## start Passage provided

Rs 1,762 crores. That is the extent of the alleged procedural irregularities
in post-Kargil defence purchases notified by the Special Report of the
Comptroller and Auditor General (CAG) and briefly reported in the media. The
ministry of defence (MoD) had in turn referred the cases to the Central
Bureau of Investigation (CBI) and the Central Vigilance Commission (CVC),
both of which, after 10 years of investigation and constant prodding since
2004 by no less than the Supreme Court of India itself, have now reported
that none of the cases had involved corrupt practices. The MoD has
accordingly decided to close all these cases less two in which the CBI had
filed First Information Reports about five years ago, but investigations are
still continuing, so far without any results.



But before proceeding further, a brief recapitulation may be in order. The
Indo-Pak conflict at Kargil occurred from May 8 to July 14 1999, in which
India suffered 527 killed and 1,363 wounded. During this brief but violent
high-intensity war, many procedural anomalies and inadequacies had come to
light, especially in respect of under provisioning and resultant shortages
of several types of weapons, equipment and ammunition, which adversely
affected the operations of the Indian Army. The government holding office at
that time, taken by surprise and caught completely on the wrong foot, sought
to rectify its errors and make up military shortfalls on an emergent basis
and also enhance the Army’s operational capabilities for future
contingencies even while in the heat and confusion of an ongoing conflict. A
total of 129 defence procurement contracts were signed for a total of Rs
2,175 crores, and immediately after the end of hostilities, a special report
by CAG was initiated to examine these procurements with the stated objective
“to assess the efficiency, economy and effectiveness of the defence
procurement process in emergency situations”. The CAG commenced its task in
2000, examining the 123 contracts totaling Rs 2,163 crores which were placed
before it. The report, which was finally tabled in the Lok Sabha on December
11, 2001, highlighted irregularities and delays in the fast-track procedures
for defence procurements, and criticised its almost total failure to obtain
the necessary stores and equipment within the duration of active
hostilities, besides paying excessive prices, and also acquiring equipment
not optimally designed for use in the specific environments of the Kargil
region. In short, the CAG findings indicated that the defence procurement
procedures did not meet the requirements for urgent emergency situations,
and required corrective action to function effectively if similar
contingencies occurred in the future.

## end Passage provided
## start Records provided

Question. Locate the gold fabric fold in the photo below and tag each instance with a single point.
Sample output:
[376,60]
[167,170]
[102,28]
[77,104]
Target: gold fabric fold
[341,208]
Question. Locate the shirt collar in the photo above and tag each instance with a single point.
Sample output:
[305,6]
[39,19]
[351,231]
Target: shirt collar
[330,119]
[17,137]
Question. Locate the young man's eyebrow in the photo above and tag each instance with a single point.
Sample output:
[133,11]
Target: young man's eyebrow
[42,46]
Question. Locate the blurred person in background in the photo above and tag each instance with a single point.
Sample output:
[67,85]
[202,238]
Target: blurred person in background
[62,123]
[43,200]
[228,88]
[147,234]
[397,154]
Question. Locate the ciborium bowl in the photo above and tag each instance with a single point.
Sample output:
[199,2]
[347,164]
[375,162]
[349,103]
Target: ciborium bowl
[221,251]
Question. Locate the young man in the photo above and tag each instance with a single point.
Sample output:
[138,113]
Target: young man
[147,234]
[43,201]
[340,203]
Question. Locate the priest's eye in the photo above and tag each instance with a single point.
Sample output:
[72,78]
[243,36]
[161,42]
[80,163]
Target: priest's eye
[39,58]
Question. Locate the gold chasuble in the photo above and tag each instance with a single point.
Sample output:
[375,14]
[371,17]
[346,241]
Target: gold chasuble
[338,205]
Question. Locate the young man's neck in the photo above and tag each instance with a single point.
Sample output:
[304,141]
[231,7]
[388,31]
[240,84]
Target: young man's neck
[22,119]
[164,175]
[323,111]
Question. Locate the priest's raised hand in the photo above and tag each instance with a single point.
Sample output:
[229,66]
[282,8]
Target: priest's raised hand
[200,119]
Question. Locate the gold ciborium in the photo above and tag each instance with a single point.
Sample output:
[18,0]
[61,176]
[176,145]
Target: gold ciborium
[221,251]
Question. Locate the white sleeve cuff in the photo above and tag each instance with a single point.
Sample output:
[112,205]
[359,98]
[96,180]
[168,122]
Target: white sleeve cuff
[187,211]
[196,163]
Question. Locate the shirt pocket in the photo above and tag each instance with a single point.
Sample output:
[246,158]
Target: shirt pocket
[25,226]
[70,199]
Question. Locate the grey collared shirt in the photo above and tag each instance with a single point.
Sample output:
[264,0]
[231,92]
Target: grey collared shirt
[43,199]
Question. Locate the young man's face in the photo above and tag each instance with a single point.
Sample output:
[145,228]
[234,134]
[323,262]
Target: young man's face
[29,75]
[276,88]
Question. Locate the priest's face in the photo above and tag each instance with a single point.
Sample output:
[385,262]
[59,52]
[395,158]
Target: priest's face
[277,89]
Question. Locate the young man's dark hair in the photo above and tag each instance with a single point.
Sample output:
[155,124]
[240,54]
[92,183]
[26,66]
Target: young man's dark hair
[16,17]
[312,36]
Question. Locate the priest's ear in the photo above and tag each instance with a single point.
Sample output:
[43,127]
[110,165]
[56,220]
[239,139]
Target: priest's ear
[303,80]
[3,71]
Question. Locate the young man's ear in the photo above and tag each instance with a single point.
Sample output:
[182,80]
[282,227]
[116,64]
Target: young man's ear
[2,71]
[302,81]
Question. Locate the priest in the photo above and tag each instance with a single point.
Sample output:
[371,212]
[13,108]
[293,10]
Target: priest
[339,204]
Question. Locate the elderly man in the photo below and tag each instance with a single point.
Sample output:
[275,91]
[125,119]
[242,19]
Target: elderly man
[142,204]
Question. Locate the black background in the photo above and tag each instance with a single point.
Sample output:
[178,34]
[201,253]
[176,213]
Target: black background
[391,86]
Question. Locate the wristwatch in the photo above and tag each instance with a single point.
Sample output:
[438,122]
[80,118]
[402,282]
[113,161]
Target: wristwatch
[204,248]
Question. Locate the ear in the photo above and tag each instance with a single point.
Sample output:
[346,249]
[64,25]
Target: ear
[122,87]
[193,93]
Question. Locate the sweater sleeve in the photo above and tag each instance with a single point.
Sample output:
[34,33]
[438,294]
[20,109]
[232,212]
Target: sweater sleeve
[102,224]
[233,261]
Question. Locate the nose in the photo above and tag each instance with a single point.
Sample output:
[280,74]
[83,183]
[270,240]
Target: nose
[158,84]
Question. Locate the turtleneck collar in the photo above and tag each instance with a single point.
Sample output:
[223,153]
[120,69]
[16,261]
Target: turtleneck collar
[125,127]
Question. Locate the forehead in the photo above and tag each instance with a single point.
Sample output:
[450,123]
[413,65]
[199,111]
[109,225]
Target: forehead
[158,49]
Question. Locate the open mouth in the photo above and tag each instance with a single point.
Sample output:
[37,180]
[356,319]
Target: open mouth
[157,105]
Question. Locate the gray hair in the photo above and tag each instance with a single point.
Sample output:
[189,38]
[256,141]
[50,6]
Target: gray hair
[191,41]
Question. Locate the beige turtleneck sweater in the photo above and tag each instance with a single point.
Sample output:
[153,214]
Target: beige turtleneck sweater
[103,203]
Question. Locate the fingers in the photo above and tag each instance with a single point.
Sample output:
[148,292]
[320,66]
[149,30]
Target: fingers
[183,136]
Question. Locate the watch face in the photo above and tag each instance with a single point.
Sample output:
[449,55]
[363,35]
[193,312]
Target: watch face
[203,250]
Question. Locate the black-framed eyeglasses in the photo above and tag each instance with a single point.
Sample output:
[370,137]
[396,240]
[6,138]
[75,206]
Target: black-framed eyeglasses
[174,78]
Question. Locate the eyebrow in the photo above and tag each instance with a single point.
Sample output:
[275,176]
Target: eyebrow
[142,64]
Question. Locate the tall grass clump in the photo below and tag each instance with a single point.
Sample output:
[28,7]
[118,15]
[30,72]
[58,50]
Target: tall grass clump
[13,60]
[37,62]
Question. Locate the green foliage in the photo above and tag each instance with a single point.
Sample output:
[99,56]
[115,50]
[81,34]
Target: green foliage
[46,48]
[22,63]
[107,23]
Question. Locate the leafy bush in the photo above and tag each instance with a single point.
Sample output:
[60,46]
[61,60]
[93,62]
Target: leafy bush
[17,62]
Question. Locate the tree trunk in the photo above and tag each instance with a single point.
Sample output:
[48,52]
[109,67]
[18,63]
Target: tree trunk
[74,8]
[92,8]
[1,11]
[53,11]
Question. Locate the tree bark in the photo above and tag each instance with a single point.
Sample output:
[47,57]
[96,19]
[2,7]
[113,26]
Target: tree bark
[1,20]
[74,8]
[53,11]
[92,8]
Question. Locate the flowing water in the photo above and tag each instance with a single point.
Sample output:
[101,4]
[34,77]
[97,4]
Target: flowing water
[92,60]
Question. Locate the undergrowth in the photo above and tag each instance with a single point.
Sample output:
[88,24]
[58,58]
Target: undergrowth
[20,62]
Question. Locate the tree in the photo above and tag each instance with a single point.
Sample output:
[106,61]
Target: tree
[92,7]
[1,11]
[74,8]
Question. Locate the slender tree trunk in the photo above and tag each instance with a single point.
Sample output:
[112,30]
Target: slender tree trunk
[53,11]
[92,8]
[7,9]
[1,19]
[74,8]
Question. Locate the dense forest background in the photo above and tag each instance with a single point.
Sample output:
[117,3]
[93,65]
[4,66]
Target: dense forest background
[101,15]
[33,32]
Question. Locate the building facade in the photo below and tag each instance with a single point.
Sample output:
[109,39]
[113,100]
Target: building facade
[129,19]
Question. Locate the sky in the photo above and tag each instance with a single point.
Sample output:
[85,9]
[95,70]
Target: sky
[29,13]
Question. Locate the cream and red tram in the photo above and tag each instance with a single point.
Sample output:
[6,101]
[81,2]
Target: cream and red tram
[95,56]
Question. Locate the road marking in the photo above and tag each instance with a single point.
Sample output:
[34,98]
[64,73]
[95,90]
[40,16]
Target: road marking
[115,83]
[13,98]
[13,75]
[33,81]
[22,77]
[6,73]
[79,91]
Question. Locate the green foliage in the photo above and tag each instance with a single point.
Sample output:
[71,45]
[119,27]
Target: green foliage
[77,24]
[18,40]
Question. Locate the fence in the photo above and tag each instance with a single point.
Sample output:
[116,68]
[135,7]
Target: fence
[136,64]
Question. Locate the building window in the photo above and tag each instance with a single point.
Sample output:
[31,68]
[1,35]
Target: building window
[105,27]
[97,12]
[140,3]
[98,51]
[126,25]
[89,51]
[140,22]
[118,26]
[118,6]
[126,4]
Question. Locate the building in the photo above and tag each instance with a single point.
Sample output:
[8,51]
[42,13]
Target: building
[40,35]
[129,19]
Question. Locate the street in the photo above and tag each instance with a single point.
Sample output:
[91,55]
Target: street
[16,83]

## end Records provided

### Stated problem
From the passage on post-Kargil defence purchases, return the words from "Rs 1,762 crores." up to and including "without any results.", copied exactly.

### Answer for the task
Rs 1,762 crores. That is the extent of the alleged procedural irregularities
in post-Kargil defence purchases notified by the Special Report of the
Comptroller and Auditor General (CAG) and briefly reported in the media. The
ministry of defence (MoD) had in turn referred the cases to the Central
Bureau of Investigation (CBI) and the Central Vigilance Commission (CVC),
both of which, after 10 years of investigation and constant prodding since
2004 by no less than the Supreme Court of India itself, have now reported
that none of the cases had involved corrupt practices. The MoD has
accordingly decided to close all these cases less two in which the CBI had
filed First Information Reports about five years ago, but investigations are
still continuing, so far without any results.